▶ **PROBLEM TO SOLVE**
The material below contains a line with "Each <instance> presents" and a line with "496L1033 480L980 470L973". Copy exactly those two lines and all lines between them.
******
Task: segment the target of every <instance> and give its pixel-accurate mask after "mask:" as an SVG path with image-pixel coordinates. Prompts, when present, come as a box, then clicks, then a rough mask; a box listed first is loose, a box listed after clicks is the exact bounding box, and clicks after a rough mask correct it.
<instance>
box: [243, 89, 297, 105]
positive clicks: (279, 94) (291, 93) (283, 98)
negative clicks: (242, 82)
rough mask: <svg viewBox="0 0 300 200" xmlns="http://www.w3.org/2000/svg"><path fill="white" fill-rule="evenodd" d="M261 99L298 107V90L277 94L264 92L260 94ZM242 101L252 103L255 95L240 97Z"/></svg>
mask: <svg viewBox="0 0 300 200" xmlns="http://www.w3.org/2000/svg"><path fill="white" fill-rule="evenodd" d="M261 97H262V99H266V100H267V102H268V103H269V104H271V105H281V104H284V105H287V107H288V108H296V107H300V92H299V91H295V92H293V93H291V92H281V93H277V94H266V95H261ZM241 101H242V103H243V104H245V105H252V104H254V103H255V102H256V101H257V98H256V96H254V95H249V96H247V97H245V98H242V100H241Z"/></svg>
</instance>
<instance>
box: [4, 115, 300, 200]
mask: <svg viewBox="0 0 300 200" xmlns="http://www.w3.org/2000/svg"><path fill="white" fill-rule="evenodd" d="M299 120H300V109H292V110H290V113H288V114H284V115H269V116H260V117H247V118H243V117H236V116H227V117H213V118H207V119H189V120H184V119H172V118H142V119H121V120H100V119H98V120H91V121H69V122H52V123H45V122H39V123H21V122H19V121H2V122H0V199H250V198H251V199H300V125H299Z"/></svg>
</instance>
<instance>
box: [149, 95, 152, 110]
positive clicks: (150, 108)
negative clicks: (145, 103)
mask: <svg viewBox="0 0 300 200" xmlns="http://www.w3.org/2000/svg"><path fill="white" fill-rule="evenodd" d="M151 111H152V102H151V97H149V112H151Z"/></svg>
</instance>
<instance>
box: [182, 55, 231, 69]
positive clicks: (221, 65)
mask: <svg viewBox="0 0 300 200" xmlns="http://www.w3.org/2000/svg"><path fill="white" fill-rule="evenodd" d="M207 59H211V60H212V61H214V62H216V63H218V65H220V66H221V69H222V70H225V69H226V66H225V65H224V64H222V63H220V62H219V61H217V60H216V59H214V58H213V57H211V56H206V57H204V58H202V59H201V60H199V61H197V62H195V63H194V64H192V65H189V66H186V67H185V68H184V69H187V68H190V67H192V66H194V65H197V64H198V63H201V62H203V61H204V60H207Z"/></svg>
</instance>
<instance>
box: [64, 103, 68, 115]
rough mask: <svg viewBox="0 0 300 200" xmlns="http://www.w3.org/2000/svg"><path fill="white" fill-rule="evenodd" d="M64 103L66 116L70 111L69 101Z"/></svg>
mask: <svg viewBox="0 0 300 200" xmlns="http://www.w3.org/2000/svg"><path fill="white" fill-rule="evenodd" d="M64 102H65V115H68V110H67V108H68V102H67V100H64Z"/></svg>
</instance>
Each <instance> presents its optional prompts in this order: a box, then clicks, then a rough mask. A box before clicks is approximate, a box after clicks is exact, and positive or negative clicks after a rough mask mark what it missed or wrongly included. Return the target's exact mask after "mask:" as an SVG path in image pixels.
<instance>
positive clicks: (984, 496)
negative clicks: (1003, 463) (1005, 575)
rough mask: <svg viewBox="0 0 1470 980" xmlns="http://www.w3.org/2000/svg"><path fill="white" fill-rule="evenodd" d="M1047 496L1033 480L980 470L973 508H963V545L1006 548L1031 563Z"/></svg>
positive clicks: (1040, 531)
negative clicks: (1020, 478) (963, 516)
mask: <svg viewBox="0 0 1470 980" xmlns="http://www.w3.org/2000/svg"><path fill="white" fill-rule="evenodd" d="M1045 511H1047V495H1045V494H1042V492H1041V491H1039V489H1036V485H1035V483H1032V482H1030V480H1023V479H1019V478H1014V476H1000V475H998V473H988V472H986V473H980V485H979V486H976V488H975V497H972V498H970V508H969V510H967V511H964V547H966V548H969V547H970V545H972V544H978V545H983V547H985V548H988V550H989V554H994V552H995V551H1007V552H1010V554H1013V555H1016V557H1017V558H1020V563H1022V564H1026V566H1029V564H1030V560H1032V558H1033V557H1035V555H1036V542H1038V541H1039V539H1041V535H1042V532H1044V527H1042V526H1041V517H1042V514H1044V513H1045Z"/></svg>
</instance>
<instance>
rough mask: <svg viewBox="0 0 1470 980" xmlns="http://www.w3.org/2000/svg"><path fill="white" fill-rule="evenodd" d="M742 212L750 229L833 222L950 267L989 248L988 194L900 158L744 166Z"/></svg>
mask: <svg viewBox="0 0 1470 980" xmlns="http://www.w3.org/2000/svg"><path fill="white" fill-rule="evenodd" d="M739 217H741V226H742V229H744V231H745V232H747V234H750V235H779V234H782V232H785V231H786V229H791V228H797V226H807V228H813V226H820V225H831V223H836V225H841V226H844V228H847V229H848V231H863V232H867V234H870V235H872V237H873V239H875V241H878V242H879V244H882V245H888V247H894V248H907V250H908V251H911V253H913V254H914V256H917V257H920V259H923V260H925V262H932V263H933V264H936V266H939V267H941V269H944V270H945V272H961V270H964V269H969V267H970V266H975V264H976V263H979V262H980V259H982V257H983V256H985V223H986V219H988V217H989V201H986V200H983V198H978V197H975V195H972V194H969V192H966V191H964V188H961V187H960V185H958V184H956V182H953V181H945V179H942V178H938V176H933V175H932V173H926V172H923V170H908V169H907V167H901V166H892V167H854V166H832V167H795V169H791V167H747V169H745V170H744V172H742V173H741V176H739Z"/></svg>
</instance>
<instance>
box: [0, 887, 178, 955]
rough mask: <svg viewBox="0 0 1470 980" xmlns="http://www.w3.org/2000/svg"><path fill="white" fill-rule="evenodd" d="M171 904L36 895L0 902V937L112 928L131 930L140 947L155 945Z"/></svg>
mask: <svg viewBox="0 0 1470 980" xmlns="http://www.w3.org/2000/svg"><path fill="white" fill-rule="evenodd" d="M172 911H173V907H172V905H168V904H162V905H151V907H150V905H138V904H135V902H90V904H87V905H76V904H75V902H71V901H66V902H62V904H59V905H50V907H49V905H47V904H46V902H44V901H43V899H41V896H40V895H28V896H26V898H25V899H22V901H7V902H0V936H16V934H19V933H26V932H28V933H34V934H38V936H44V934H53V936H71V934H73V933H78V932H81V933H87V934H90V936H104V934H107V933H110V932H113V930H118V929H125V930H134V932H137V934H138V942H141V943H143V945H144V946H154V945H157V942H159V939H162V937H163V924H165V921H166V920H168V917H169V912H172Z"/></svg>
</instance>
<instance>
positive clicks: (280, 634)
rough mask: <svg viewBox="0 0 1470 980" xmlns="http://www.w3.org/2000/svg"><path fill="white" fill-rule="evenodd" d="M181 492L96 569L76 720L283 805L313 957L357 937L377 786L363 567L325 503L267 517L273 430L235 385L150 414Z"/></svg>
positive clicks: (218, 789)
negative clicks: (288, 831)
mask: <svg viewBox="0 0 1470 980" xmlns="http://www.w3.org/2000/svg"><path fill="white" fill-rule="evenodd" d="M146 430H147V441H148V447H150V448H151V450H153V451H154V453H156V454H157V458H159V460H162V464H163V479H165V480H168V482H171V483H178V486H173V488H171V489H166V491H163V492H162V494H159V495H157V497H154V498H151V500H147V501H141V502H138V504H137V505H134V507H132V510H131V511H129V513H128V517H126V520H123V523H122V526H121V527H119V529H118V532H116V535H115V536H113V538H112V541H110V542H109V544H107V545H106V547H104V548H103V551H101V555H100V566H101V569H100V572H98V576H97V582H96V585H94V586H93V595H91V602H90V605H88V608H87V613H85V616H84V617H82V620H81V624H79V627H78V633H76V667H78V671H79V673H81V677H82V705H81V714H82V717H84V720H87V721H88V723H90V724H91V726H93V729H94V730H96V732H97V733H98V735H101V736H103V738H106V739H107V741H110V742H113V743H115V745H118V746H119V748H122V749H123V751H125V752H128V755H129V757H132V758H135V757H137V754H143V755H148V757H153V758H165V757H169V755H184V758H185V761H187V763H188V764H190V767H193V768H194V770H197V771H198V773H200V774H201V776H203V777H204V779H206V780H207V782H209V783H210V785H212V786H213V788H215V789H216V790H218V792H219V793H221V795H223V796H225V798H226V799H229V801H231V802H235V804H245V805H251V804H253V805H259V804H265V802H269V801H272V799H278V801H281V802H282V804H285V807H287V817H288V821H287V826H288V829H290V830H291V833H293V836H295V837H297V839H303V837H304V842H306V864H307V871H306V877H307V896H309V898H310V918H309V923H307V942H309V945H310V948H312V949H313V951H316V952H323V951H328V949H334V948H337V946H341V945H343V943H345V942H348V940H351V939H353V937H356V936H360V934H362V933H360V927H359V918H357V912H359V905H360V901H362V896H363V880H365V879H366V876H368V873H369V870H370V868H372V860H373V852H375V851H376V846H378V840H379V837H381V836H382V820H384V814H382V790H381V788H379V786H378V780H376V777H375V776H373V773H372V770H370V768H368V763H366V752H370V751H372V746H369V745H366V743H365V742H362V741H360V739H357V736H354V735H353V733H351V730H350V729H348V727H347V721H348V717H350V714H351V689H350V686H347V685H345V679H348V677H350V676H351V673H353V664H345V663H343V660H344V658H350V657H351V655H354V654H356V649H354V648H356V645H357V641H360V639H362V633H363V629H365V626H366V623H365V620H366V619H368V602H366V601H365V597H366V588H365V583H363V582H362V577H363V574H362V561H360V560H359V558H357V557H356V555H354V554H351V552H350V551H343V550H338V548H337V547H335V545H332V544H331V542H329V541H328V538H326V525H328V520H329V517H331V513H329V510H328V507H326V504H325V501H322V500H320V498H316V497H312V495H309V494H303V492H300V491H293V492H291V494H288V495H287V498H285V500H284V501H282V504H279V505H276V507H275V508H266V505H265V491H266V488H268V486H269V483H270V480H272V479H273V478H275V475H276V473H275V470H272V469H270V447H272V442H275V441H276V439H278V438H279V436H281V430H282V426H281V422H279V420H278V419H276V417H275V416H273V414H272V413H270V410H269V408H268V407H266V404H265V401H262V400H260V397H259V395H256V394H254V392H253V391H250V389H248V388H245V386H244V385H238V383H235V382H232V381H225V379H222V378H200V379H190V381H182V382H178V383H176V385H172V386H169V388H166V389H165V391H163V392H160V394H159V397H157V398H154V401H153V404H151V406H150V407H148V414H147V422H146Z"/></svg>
******
▶ **COMPLETED EXERCISE**
Each <instance> presents its optional prompts in this order: a box, then clicks, then a rough mask. A box before clicks is approximate, a box after clicks is exact, and positive or negative clicks after a rough mask mark what it missed or wrongly included. Return the target's exact mask after "mask:" as an SVG path in image pixels.
<instance>
positive clicks: (984, 496)
negative clicks: (1003, 463) (1005, 575)
rough mask: <svg viewBox="0 0 1470 980" xmlns="http://www.w3.org/2000/svg"><path fill="white" fill-rule="evenodd" d="M1047 496L1033 480L980 470L973 508H963V545L1006 548L1031 563Z"/></svg>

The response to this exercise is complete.